WHAT NEEDS TO BE DONE -
Retype the passage on Rangōli word for word, starting at "Traditionally, the materials" and ending at "a three-dimensional effect.".

READING TEXT -
.....

RANGŌLI Rangōli in Sanskrit means "colored creepers"; as such, it describes an art form that was created in ancient India to decorate the mud-covered walls and the mud floors of homes with attractive and colorful floral designs. Rangōli initially referred to this art as practiced in Maharashtra, Gujarat, and Rajasthan, but the term is now used to refer to any form of art drawn on the floor. Other types of floor art include kōlam and alpana. The former confined to the southern states, the latter to the eastern states.
Popular Rangōli designs, made with rice powder, charcoal, or chalk, are usually mythological figures, such as the elephant-headed god Gaṇesa, Lord Krishna playing his flute, Goddess Sarasvatī playing the vina (a stringed musical instrument), and Goddess Lakshmī sitting on a large lotus flower. Designs drawn from nature are also popular, particularly those that are mentioned in Hindu mythology, such as peacocks, swans, and the leaves of the pipal tree.
Traditionally, the materials used were powders made from natural ingredients such as rice (white), turmeric (yellow), turmeric mixed with alum (red), and indigo (blue). Today one can find fillers made from cereals and pulses (legumes), flower petals in myriad hues, and even synthetic dyes. The effect, when completed, is breathtaking. Although more accomplished artists will always manage to achieve the right proportions, balance of colors, and overall effect, even an amateur can produce delightful designs.
Rangōli artists have become more and more creative in modern times. The traditional floor designs were always flat on the floor, since very fine powders were used to fill the design. Nowadays, texture is added through the use of roughly ground and whole grains as well as tiny rocks, stones, and even bricks, giving the work a three-dimensional effect.

.....

DATA SEGMENT -
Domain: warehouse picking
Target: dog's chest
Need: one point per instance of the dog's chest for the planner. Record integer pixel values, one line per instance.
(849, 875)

.....

TASK OUTPUT -
Traditionally, the materials used were powders made from natural ingredients such as rice (white), turmeric (yellow), turmeric mixed with alum (red), and indigo (blue). Today one can find fillers made from cereals and pulses (legumes), flower petals in myriad hues, and even synthetic dyes. The effect, when completed, is breathtaking. Although more accomplished artists will always manage to achieve the right proportions, balance of colors, and overall effect, even an amateur can produce delightful designs.
Rangōli artists have become more and more creative in modern times. The traditional floor designs were always flat on the floor, since very fine powders were used to fill the design. Nowadays, texture is added through the use of roughly ground and whole grains as well as tiny rocks, stones, and even bricks, giving the work a three-dimensional effect.